━━ Raw data

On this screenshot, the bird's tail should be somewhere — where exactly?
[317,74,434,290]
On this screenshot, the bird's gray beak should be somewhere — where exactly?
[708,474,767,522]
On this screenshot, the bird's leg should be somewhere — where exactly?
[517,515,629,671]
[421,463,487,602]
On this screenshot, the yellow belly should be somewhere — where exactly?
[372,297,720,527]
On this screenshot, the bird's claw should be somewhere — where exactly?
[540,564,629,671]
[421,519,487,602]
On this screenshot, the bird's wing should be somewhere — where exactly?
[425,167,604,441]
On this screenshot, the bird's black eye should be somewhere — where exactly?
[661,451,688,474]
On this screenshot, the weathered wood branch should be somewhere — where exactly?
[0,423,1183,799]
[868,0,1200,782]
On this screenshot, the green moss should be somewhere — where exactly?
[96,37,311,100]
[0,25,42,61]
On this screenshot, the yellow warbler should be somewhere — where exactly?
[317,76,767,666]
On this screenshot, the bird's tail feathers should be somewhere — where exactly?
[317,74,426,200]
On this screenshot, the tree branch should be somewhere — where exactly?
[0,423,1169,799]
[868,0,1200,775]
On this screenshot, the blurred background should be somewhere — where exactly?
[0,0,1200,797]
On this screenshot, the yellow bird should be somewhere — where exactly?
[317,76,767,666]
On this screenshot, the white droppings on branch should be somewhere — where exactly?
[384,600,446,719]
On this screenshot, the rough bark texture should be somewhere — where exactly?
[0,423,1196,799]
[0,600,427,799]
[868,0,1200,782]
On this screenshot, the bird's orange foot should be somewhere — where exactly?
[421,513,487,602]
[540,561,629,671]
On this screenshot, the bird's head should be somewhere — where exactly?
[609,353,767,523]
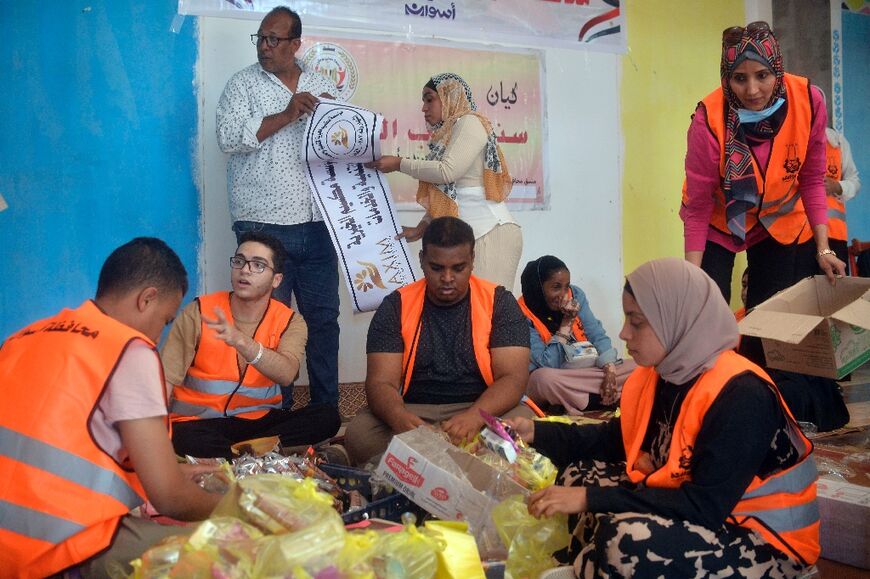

━━━━

- [Aim of the task]
Copy out the listing word for word, from its first line through the line holding "[661,451,688,474]", with both of those lines included.

- [Expected output]
On this screenshot, the bird's tail should be somewhere — where exactly?
[317,74,434,290]
On this screenshot, the bird's gray beak should be somewhere — where exactly?
[708,474,767,522]
On this screenshot, the bird's leg should be somewhere — where exactly?
[517,515,629,671]
[421,463,487,602]
On this screenshot, the yellow belly should be somewhere — where exactly?
[372,297,720,527]
On this screenshot, the bird's claw should be somewhere — where exactly?
[540,564,629,671]
[421,519,487,602]
On this screenshot, the bird's wing should be somewhere — where exactly?
[425,167,604,441]
On this screenshot, the bird's black eye should be somewhere — where exactly?
[661,451,688,474]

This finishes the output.